Location identification entries:
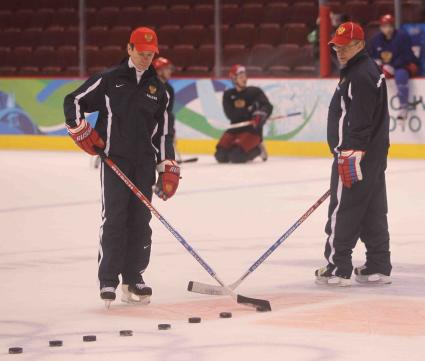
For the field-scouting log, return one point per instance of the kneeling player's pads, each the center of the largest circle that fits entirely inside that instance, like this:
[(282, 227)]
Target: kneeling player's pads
[(168, 180), (86, 137), (349, 168)]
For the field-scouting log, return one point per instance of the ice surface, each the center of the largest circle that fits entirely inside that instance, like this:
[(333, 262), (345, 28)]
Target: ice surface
[(49, 220)]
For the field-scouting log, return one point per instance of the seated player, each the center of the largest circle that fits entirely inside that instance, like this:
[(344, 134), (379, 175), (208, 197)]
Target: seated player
[(243, 103), (392, 50)]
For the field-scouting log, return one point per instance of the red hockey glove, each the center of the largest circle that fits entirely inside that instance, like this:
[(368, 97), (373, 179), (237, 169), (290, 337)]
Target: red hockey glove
[(349, 169), (259, 119), (388, 71), (168, 180), (86, 137)]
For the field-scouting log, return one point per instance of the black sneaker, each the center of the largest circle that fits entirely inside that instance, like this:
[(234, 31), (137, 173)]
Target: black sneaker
[(325, 276), (363, 275)]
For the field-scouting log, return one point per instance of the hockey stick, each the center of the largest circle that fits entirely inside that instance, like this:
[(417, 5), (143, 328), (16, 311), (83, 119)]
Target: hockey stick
[(260, 305), (216, 290), (250, 122), (188, 160)]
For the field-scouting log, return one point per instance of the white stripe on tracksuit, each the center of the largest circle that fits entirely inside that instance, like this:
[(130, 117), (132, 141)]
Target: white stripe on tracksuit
[(102, 184), (109, 125), (81, 95), (165, 130), (340, 186)]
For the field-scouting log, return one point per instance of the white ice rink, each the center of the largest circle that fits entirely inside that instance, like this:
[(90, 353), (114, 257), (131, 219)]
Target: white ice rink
[(49, 221)]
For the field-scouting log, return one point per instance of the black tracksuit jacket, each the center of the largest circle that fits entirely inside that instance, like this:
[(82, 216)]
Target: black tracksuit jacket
[(240, 106), (133, 119), (358, 114)]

### Set exercise
Copy everything from the line containing "of the seated" down to the end of the data, requests included, and offset each coordinate in the answers by adding 60 to both numbers.

### Result
For the field-scouting log, return one point per instance of the seated player, each the center of the largest circle that fits entirely inside that instance, like this:
[(344, 134), (379, 175), (208, 197)]
Target: seated player
[(303, 163), (452, 110)]
For the field-scouting log, return one point per instance of the red hockey glove, each the center of the largest circle that fits entirely inside that instance, like this:
[(368, 97), (373, 179), (237, 169), (290, 337)]
Target: red hockey glove
[(409, 229), (319, 179), (448, 131), (228, 240), (146, 197)]
For the field-scouting log, return one point per instance of the black sneaker, each the center of the largest circle that fits entirely inside that instance, like this:
[(234, 31), (137, 173)]
Target: black sneaker
[(385, 336), (423, 335)]
For the field-scouting log, return one point per instance of the hockey stick, each the center of the largest circle that fits entirely inside that instance, like this:
[(417, 5), (143, 328), (16, 311), (83, 119)]
Target: hockey stick
[(320, 365), (276, 350), (310, 182), (248, 220)]
For the field-scouting log, return one point per instance of the white stripe on tracksuit, each the center of the largest circle that fits entirely inside that instance, like this:
[(130, 117), (132, 141)]
Target: white stripe on tracksuit
[(162, 244), (169, 185), (141, 155), (225, 190), (400, 246)]
For the field-scouting log, return one point per instance of the white ice rink, each the center of the largest circle that fits entirely inside that instance, like this:
[(90, 353), (114, 257), (131, 219)]
Target: white ice rink
[(109, 281)]
For the field-scouting log, return one point per instance of the black tracksuit jacket, each the center of the largest circle that fits entirely inside that instance, like this:
[(82, 216)]
Target: black tracksuit jacket
[(300, 166), (193, 179), (418, 174)]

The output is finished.